Material shown:
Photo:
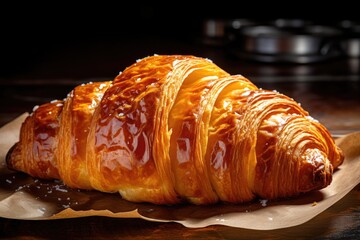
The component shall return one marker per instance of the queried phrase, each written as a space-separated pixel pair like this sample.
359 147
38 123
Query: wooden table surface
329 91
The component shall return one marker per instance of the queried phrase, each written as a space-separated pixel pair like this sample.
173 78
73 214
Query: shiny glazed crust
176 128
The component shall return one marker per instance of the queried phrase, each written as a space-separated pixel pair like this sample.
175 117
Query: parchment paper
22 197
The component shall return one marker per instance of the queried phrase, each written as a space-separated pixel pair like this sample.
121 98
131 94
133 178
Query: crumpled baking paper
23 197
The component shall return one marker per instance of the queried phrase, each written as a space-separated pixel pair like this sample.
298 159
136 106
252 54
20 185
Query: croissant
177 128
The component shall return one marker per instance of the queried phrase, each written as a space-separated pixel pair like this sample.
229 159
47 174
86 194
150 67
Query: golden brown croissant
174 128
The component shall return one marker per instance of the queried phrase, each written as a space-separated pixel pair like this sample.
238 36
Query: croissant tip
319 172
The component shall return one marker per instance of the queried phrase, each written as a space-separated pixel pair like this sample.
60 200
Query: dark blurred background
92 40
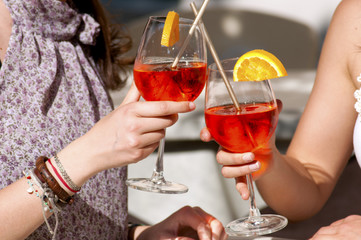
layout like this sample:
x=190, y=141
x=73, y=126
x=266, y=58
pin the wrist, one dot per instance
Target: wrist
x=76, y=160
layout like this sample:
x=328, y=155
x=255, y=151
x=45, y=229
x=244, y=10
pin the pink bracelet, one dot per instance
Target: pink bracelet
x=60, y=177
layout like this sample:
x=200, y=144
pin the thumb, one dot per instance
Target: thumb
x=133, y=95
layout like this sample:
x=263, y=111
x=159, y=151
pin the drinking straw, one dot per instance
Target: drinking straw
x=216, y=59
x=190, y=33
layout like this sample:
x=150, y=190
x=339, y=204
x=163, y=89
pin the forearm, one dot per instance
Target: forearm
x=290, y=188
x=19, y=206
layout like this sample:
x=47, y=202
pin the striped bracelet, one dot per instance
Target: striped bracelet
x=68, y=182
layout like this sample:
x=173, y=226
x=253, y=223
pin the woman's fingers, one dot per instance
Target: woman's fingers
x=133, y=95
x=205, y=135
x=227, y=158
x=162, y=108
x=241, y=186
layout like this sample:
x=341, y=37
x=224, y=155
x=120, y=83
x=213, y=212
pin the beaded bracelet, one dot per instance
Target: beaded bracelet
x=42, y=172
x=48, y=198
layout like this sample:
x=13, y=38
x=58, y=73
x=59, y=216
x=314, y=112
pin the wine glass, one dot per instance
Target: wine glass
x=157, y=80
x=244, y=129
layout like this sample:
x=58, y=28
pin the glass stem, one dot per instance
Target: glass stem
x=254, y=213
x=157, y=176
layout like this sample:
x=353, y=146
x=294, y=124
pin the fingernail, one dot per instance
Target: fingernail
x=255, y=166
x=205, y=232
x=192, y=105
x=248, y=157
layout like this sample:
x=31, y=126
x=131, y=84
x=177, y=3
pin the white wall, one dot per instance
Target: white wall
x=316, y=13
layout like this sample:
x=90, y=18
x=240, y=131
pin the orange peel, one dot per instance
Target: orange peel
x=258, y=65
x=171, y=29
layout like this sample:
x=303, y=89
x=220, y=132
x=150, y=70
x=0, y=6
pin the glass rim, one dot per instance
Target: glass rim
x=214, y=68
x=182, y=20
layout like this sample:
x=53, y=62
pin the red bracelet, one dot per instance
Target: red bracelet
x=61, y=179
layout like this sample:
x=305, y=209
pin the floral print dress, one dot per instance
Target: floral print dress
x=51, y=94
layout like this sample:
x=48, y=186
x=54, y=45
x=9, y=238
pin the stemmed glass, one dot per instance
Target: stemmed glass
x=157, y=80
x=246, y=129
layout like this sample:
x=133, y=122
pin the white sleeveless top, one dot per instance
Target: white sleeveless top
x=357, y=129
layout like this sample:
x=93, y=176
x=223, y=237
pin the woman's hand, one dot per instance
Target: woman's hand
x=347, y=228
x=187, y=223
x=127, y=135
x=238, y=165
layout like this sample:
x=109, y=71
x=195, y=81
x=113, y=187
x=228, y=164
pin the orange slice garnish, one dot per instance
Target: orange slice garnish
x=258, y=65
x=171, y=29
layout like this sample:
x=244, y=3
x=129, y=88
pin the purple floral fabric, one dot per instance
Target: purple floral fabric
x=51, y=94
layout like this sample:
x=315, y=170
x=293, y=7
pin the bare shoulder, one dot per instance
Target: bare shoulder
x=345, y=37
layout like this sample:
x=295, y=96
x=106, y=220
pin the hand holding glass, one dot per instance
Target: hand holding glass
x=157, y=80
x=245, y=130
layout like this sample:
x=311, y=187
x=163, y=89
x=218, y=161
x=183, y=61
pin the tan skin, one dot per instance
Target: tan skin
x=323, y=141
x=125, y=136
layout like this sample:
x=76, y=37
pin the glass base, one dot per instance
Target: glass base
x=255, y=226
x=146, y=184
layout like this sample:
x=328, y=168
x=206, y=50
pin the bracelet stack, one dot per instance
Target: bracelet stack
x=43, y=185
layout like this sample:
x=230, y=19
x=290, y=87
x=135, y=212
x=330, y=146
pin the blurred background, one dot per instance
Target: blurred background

What the task asks:
Show every line above that contains the string "dress", matching case exactly.

Response to this exercise:
pin the floral print dress, one dot per instance
Target: floral print dress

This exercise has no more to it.